§ STORED ROWS
::::::::::

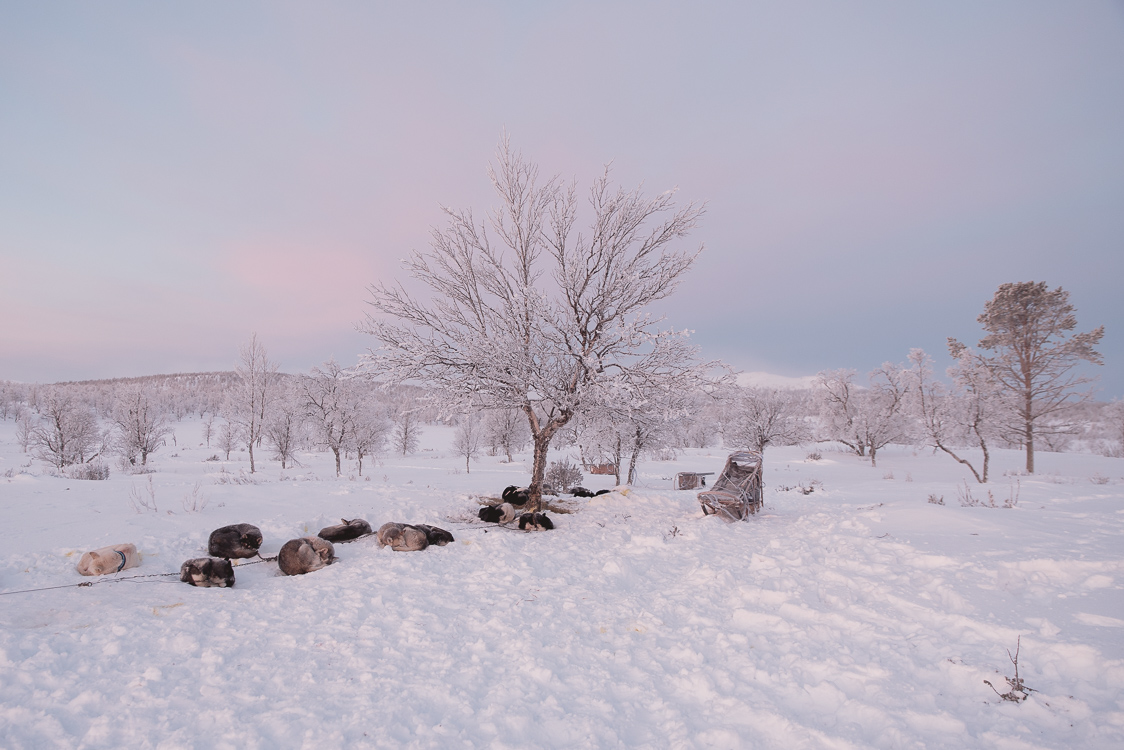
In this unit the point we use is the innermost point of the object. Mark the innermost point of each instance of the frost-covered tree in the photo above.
(248, 401)
(864, 419)
(506, 431)
(228, 439)
(1034, 357)
(964, 415)
(528, 313)
(370, 430)
(68, 428)
(138, 422)
(407, 432)
(766, 416)
(332, 403)
(284, 427)
(468, 439)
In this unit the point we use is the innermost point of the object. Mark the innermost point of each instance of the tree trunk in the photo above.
(637, 445)
(538, 471)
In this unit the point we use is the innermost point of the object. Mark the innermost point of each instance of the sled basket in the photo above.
(737, 491)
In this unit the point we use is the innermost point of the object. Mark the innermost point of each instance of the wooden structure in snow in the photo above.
(737, 491)
(691, 479)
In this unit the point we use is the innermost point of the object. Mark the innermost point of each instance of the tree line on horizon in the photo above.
(537, 333)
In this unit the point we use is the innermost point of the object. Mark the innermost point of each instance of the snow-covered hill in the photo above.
(857, 615)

::::::::::

§ SHORT PROBLEM
Please write out every row above again, swapping "photo" for "image" and changing nothing else. Leave the pictures out of your answer.

§ RESPONSE
In this unit the point we use is the innermost point of the object. Mark the innermost point of each instance of the frost-covered tree in the image above.
(248, 401)
(864, 419)
(506, 431)
(228, 439)
(1034, 357)
(964, 415)
(528, 313)
(370, 430)
(68, 428)
(138, 422)
(407, 432)
(766, 416)
(332, 403)
(284, 427)
(468, 439)
In this unit the point we use is the innermost point of the object. Mark the innermost point of each instance of the tree trunk in the image above.
(637, 445)
(538, 471)
In this unit the point we use is the innermost point of the object. Mark the innermost point of each instance of the sled basket in the image above.
(737, 491)
In this unit the point we use is the innermost point of the object. Mark the innermost point of each instance of the wooden structure in snow in the image above.
(737, 491)
(691, 479)
In this unit the point we use is the innermost point of the object. Mark the innermost point of each instance of the tree line on horizon in the image above.
(537, 333)
In this unit the point we use is the innermost point of the object. Mark the innermost point of each instance of the snow-covered hill in the image above.
(857, 615)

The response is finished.